Task description >> Beginning with the line containing "in orange high-visibility" and ending with the last line, repeat the records exactly.

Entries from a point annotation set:
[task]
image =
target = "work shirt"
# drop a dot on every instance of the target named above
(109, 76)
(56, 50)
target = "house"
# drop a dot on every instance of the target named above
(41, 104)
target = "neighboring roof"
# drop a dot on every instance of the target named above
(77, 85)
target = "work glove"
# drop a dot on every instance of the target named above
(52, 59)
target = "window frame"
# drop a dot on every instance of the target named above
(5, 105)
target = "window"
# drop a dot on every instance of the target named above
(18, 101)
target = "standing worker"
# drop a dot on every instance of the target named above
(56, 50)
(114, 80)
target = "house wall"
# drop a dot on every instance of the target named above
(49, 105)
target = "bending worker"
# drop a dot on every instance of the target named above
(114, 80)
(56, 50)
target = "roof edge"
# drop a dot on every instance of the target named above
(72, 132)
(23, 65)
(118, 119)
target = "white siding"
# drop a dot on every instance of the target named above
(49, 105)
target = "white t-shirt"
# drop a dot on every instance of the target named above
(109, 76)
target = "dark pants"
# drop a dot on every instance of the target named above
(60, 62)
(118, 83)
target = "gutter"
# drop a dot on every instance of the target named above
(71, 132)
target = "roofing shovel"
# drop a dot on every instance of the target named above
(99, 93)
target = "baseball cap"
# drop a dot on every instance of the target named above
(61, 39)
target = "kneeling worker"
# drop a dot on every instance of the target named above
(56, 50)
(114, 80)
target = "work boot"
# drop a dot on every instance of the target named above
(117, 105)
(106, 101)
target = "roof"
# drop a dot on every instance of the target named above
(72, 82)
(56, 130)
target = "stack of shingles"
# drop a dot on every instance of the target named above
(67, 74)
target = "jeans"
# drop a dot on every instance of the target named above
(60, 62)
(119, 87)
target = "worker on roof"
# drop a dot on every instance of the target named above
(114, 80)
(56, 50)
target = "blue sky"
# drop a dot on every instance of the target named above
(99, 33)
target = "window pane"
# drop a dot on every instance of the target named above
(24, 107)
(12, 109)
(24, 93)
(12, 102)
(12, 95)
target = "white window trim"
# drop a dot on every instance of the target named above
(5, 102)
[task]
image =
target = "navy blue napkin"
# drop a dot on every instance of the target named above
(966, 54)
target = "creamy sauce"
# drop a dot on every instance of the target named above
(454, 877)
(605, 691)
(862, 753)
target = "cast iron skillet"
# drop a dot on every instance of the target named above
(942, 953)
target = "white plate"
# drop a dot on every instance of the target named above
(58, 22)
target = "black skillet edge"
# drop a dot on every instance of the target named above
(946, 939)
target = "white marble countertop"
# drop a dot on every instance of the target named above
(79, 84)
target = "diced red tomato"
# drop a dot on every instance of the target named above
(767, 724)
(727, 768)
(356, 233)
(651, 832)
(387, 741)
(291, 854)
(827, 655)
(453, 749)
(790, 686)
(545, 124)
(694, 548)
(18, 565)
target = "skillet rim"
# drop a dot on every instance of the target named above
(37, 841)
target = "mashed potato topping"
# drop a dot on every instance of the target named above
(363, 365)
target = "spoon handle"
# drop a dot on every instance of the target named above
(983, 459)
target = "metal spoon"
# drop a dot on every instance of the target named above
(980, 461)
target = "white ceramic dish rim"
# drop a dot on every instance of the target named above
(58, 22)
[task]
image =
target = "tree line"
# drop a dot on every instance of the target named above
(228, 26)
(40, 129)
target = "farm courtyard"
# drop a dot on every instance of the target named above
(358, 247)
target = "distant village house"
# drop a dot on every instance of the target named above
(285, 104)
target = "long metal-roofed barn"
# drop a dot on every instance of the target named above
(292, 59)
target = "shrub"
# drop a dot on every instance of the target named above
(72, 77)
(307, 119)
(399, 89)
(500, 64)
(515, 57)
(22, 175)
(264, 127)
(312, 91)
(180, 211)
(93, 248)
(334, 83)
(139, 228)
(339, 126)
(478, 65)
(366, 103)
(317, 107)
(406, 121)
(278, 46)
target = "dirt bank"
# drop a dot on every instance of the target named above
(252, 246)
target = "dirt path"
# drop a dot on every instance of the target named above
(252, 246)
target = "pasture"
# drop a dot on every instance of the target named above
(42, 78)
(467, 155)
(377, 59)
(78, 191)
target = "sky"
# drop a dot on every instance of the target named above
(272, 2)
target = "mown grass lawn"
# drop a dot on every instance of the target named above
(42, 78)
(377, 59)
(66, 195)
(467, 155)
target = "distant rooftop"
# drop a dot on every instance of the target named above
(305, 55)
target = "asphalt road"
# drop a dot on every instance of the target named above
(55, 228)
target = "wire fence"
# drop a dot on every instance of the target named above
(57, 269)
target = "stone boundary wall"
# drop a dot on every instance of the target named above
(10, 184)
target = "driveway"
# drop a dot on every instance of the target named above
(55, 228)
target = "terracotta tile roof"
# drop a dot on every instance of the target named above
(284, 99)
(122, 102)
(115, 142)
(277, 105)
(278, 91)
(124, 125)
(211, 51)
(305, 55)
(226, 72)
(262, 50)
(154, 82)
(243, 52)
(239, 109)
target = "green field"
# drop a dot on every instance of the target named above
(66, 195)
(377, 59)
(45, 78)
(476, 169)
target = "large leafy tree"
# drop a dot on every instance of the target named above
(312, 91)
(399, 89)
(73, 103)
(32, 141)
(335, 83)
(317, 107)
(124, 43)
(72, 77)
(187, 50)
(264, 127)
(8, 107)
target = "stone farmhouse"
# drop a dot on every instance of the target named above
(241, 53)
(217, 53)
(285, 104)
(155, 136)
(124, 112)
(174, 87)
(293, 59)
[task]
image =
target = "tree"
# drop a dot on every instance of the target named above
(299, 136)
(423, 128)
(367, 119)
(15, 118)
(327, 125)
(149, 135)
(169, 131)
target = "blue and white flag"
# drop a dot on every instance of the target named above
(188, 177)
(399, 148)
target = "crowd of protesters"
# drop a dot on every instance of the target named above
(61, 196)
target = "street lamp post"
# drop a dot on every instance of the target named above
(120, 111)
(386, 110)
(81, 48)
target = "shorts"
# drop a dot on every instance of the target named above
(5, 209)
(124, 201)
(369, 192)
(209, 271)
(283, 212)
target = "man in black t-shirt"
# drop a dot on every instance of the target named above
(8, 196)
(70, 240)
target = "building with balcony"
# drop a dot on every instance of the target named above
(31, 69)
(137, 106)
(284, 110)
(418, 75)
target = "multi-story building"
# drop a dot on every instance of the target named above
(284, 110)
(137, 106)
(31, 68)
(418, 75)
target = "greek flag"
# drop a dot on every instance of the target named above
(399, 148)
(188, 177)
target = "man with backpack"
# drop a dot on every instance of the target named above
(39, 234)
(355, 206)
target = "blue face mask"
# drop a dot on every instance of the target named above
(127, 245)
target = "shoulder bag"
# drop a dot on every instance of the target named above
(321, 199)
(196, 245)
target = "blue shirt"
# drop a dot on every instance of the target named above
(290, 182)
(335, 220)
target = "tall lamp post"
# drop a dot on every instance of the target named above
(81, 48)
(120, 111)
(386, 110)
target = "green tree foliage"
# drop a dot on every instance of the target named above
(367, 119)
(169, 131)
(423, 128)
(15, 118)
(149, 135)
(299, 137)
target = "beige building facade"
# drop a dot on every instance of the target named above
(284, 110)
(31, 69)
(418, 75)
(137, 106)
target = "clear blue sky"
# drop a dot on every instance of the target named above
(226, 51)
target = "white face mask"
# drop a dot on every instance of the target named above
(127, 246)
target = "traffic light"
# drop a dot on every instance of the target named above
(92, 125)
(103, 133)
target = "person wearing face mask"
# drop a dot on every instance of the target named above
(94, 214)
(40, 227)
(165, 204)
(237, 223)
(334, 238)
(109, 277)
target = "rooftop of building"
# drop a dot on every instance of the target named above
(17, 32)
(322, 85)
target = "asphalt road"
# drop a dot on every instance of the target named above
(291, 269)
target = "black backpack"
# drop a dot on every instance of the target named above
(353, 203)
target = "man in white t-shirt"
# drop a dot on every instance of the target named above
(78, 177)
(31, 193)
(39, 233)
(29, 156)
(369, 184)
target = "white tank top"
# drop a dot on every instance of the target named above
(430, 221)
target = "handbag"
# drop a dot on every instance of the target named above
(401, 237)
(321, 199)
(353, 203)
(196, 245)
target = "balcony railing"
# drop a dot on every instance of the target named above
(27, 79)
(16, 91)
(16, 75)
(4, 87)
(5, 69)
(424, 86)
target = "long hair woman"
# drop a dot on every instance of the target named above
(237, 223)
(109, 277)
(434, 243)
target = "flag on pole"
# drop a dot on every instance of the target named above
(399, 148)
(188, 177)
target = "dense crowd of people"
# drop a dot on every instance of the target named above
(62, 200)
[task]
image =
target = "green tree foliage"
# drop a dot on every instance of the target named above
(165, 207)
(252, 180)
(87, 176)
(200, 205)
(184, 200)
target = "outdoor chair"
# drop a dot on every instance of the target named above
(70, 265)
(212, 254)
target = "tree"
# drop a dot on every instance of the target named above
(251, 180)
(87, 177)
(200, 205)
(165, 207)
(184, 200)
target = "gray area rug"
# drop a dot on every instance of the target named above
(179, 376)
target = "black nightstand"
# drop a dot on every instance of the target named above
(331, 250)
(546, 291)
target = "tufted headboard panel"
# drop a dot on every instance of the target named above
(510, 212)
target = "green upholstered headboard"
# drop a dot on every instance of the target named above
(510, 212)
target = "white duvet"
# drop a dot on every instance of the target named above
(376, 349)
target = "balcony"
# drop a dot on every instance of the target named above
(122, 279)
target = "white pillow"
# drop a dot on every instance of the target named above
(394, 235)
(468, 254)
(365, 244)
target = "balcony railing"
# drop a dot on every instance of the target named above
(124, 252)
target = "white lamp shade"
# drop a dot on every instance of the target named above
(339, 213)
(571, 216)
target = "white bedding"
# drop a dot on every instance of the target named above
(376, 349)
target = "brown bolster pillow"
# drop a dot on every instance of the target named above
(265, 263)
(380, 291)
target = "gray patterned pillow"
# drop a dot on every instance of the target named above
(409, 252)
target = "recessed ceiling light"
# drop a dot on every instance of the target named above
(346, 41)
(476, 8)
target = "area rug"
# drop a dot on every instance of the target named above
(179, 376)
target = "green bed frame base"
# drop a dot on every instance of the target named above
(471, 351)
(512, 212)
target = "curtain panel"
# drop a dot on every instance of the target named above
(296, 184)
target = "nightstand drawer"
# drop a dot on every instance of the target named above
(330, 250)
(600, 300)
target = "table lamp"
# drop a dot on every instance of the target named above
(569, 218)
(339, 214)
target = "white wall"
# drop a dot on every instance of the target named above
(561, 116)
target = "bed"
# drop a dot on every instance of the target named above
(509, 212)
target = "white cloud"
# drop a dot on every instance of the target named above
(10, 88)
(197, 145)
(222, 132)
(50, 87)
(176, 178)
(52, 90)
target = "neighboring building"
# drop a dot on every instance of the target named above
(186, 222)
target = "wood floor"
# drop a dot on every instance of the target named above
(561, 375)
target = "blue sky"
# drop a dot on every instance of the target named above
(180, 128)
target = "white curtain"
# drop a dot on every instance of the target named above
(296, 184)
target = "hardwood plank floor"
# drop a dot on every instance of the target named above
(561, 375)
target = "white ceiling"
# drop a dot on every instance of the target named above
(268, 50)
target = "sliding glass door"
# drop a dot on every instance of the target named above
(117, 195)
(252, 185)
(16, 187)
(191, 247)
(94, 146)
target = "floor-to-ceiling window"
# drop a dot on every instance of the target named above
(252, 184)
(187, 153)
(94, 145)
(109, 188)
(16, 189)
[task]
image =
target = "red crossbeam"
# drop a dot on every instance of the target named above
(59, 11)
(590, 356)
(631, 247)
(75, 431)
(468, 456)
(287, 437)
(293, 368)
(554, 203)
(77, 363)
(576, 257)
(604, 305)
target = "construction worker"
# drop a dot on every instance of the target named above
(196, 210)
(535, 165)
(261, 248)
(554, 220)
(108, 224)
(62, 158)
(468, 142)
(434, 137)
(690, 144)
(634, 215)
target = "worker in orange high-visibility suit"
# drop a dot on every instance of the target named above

The response >>
target = "worker in orange high-visibility suit"
# drop a dot on every instance of the target named above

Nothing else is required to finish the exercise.